### WHAT IS EXPECTED
Tally how many lines in the listing contain the word "white", with case counting. Reply with the number only.

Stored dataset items
-- Start --
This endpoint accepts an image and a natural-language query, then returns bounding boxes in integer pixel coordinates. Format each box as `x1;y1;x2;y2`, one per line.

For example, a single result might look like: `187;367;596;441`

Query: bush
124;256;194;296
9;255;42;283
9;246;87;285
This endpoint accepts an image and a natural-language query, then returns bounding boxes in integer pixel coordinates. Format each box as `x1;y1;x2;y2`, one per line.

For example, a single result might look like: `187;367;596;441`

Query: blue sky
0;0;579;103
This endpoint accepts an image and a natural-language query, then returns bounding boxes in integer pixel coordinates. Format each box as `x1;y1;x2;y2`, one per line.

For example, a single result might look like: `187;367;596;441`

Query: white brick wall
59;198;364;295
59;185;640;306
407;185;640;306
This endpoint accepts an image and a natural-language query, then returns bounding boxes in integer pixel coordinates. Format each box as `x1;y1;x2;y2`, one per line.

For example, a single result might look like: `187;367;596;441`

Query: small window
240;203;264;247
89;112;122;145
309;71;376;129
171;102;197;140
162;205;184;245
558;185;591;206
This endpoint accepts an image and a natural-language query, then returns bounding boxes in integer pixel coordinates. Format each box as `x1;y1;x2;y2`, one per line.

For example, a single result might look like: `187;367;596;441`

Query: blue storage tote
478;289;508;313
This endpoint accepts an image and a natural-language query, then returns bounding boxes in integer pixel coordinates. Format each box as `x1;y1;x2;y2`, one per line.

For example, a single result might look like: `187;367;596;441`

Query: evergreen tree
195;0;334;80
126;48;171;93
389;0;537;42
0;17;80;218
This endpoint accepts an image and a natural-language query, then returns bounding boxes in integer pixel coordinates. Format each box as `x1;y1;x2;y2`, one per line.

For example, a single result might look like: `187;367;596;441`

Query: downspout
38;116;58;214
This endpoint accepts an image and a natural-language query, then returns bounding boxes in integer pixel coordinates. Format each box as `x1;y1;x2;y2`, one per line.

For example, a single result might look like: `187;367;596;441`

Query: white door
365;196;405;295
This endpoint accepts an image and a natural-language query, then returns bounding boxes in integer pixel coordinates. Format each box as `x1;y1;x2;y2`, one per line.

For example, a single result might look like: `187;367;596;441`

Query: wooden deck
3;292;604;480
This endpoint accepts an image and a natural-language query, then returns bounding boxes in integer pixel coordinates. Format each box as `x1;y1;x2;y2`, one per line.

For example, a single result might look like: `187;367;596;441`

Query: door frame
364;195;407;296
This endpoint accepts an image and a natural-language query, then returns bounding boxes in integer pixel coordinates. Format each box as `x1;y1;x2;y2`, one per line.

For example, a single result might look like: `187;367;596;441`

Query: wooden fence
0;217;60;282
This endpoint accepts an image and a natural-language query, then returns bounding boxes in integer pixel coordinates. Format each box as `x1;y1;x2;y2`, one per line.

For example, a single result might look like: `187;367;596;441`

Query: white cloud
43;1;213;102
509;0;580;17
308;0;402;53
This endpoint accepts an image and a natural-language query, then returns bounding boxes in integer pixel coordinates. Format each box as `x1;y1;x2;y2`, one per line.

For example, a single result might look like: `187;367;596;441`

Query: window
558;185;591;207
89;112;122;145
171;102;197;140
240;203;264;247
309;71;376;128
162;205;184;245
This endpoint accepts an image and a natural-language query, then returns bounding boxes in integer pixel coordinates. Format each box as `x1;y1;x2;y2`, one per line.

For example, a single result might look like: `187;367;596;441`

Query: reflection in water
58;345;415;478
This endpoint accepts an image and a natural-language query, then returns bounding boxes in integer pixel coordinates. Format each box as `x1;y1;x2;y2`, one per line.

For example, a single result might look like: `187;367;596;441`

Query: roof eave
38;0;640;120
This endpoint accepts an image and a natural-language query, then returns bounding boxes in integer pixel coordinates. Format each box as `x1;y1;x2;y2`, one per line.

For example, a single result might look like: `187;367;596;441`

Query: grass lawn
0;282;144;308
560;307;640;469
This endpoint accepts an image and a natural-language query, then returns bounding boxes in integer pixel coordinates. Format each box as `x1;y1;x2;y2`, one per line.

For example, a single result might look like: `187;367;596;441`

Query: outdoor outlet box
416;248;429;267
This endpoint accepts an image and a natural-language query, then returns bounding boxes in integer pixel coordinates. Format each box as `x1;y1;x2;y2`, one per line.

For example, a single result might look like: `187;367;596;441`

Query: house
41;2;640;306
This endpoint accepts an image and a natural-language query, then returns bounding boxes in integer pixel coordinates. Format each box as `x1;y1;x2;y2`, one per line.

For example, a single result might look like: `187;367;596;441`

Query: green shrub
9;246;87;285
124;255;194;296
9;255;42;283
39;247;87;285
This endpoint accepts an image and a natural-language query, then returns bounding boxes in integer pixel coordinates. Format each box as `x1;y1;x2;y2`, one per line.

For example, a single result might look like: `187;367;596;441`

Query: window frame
-- End --
### OUTPUT OF THE TASK
3